* **PROBLEM DESCRIPTION**:
Change the rows from the line with "of the seated" to the line with "M69 67L62 61L62" by replacing "seated student" with "seated pupil" and leaving everything else unchanged. Omit the pictures from the answer.

***** LISTED ENTRIES *****

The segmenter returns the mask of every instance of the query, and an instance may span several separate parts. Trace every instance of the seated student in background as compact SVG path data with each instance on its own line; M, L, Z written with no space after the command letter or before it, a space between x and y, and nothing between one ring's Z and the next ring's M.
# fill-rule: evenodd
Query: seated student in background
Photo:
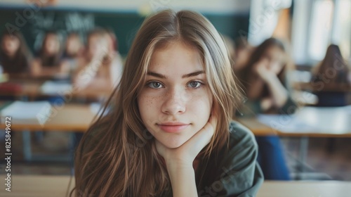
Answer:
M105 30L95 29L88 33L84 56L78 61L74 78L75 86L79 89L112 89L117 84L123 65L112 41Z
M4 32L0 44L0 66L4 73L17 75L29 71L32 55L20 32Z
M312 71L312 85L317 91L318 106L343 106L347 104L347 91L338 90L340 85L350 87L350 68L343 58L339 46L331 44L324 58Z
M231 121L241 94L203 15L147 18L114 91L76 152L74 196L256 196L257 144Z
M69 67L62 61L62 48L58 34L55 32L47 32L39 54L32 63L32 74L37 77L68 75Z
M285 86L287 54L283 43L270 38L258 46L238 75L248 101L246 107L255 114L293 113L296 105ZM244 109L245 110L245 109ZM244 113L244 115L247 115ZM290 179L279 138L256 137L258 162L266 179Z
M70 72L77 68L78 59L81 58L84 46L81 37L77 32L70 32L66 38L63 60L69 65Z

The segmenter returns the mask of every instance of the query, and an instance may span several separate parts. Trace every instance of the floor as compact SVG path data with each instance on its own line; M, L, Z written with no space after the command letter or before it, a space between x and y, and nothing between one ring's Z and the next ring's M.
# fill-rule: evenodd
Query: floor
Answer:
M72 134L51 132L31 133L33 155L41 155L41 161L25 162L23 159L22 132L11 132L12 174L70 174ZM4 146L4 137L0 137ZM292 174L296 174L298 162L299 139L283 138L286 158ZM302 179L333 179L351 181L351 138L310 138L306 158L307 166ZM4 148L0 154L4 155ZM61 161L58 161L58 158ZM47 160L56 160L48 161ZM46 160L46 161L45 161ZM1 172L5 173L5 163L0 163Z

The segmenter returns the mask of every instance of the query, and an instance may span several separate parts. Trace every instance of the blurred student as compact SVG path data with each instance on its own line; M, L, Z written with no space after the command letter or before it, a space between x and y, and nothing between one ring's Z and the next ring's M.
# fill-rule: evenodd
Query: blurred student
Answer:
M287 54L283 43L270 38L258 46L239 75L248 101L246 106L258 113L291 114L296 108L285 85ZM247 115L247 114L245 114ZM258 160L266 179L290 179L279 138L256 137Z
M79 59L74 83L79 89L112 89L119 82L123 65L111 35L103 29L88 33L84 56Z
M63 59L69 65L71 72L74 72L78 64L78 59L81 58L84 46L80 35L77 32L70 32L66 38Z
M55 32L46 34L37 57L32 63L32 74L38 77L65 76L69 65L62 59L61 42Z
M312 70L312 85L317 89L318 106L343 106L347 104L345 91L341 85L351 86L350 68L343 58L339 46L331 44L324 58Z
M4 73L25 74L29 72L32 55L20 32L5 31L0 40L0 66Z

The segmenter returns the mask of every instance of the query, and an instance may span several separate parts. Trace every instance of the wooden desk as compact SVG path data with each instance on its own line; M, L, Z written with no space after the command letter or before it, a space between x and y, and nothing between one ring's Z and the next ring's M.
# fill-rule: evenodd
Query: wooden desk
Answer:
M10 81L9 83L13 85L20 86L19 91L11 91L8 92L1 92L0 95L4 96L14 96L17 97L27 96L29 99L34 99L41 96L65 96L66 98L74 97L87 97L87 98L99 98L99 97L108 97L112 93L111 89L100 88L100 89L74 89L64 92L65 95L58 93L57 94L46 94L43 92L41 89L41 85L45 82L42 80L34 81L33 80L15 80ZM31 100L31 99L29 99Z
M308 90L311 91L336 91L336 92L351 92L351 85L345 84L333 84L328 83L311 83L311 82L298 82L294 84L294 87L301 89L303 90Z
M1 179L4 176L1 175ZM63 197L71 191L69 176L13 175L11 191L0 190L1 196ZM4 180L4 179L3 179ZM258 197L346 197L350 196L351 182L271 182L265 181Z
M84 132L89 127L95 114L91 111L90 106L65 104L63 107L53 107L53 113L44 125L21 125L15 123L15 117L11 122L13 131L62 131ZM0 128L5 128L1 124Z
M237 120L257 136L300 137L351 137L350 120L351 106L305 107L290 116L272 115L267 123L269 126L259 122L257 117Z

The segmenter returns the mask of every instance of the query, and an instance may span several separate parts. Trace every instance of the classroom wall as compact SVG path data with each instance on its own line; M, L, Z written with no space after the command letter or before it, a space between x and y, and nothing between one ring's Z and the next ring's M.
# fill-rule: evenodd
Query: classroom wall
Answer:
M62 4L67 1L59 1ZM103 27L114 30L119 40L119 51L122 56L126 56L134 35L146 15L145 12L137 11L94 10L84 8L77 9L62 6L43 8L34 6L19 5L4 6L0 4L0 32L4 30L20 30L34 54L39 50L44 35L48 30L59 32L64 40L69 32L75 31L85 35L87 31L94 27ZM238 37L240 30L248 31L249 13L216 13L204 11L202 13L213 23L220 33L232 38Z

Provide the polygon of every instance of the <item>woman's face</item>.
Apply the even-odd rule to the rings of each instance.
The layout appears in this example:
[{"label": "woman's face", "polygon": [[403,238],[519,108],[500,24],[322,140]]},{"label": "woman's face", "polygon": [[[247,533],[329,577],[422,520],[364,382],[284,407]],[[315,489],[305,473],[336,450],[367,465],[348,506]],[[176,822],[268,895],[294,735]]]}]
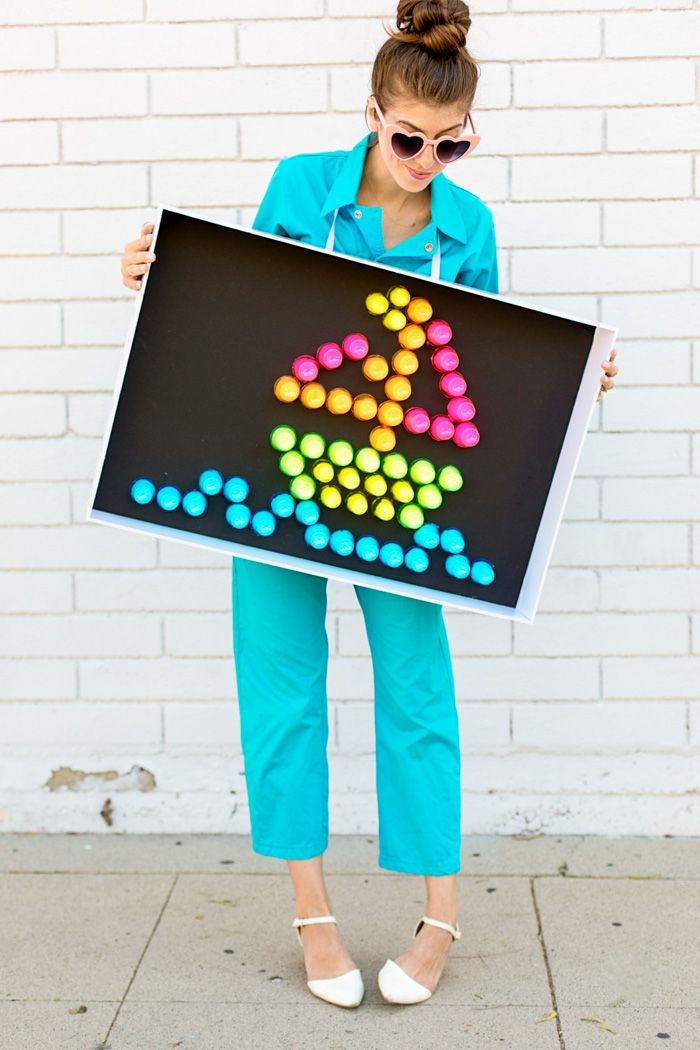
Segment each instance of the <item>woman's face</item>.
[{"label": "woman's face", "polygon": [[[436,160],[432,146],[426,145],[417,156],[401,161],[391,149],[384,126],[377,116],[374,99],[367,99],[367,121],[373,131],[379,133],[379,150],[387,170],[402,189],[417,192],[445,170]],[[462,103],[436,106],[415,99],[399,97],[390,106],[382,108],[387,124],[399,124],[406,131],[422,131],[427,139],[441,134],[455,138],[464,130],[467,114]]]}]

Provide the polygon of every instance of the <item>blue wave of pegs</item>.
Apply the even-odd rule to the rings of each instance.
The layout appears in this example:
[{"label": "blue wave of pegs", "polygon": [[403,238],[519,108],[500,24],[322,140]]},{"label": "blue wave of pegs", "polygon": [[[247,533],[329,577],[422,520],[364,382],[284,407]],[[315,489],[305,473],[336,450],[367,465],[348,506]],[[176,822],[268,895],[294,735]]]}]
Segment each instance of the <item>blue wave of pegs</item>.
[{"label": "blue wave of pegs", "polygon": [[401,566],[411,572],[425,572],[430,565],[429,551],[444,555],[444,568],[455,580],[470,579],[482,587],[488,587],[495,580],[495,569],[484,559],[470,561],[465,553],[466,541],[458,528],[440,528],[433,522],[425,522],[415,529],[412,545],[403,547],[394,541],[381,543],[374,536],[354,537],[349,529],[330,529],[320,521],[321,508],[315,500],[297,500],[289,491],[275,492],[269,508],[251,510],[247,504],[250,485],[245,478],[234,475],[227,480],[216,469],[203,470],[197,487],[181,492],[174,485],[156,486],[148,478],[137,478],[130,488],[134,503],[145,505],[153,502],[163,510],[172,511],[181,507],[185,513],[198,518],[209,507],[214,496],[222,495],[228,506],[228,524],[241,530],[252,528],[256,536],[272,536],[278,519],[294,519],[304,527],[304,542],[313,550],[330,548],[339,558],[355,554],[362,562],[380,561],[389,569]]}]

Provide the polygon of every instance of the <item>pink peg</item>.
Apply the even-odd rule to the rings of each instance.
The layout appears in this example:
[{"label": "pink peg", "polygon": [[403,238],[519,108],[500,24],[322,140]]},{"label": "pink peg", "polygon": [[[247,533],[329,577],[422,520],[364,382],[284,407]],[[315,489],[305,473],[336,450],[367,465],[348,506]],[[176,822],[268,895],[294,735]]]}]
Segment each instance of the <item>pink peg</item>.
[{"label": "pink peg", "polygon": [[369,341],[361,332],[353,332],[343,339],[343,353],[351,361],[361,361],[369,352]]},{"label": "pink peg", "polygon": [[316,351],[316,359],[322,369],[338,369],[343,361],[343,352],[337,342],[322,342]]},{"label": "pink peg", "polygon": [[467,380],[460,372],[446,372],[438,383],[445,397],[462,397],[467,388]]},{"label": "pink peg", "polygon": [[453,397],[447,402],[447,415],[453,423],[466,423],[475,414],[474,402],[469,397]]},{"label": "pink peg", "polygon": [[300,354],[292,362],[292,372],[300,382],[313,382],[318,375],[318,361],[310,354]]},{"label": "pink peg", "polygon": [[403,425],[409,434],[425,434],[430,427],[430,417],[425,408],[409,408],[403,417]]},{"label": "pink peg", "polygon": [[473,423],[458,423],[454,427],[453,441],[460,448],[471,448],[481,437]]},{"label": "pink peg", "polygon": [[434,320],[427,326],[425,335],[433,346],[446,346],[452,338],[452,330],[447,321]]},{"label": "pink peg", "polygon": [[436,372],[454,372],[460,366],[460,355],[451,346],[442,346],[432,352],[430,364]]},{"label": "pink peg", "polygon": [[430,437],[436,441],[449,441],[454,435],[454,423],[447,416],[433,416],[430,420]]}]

*****
***** LISTED ENTRIES *****

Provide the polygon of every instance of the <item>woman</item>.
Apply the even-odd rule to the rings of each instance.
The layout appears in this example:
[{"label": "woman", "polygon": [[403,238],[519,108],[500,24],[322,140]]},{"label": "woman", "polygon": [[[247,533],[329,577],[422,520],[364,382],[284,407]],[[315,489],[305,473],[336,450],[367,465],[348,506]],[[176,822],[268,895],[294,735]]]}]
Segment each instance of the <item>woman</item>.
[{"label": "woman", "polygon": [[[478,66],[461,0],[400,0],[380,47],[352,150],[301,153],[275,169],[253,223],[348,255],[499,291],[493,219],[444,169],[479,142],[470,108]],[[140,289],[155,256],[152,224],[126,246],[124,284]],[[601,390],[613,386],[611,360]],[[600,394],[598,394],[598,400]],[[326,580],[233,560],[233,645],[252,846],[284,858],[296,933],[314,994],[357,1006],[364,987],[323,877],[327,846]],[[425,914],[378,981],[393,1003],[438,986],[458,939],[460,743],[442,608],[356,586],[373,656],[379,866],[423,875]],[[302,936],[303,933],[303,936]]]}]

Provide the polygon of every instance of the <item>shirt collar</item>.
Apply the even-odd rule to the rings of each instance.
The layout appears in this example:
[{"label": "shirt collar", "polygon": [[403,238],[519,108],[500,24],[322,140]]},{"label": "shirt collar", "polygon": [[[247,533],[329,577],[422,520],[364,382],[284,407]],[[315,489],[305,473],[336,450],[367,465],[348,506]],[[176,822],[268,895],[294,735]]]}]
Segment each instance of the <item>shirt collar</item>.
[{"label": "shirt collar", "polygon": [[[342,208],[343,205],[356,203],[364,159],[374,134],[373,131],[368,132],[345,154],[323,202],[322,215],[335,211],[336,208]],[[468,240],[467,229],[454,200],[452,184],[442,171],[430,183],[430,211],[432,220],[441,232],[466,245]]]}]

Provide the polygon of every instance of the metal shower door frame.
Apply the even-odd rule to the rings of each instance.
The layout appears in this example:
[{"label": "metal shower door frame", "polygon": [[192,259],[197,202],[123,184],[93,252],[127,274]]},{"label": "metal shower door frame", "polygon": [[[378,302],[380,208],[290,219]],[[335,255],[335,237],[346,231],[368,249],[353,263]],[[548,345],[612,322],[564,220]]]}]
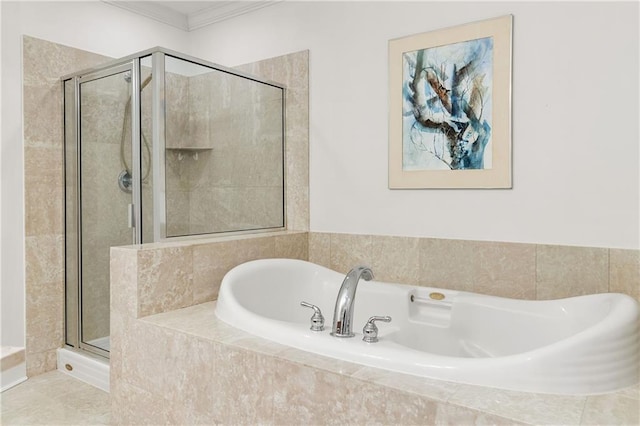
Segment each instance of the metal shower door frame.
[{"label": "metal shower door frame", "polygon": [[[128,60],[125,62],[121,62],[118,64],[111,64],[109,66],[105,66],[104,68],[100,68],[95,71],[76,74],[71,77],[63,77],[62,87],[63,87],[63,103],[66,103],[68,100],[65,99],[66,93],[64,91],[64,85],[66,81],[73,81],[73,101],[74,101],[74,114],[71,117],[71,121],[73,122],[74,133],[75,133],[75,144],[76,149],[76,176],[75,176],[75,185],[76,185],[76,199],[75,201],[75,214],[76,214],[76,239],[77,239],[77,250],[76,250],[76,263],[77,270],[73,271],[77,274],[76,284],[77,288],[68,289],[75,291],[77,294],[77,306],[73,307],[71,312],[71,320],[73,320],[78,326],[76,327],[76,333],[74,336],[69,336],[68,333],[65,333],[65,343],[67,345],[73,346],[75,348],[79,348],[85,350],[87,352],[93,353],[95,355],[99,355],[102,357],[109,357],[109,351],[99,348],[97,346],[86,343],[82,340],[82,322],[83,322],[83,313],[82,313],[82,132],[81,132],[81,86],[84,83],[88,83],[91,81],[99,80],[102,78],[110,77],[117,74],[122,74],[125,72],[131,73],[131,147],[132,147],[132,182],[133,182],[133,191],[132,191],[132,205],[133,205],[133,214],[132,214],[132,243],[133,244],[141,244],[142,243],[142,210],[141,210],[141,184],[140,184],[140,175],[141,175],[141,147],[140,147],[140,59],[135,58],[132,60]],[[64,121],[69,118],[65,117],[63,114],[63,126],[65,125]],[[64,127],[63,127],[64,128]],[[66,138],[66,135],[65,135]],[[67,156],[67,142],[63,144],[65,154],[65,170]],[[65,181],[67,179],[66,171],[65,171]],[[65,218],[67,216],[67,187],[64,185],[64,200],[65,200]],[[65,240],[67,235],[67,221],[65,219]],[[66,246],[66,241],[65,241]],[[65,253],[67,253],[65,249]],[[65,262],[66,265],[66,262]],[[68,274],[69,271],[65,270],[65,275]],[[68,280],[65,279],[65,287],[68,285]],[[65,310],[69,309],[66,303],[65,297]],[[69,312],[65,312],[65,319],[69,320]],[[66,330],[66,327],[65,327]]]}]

*****

* **RESPONSE TO THE TASK**:
The segmenter returns the mask of every instance of the query, and an instance may span several separate parts. Trace every instance of the seated pupil in background as compact SVG path data with each instance on its own line; M, L, Z written with no space after the command letter or before it, a space between x and y, and nothing between one ring's Z and the next ring's M.
# fill-rule: evenodd
Query: seated pupil in background
Photo:
Answer:
M105 30L95 29L88 33L84 56L78 61L74 78L75 86L79 89L112 89L117 84L123 65L112 41Z
M4 32L0 44L0 66L4 73L17 75L29 71L32 55L20 32Z
M312 71L312 85L317 91L318 106L343 106L347 104L347 91L338 90L340 85L350 87L350 68L343 58L339 46L331 44L324 58Z
M231 121L241 94L203 15L147 18L114 91L76 152L74 196L256 196L257 144Z
M69 67L62 61L62 48L58 34L55 32L47 32L39 54L32 63L32 74L37 77L68 75Z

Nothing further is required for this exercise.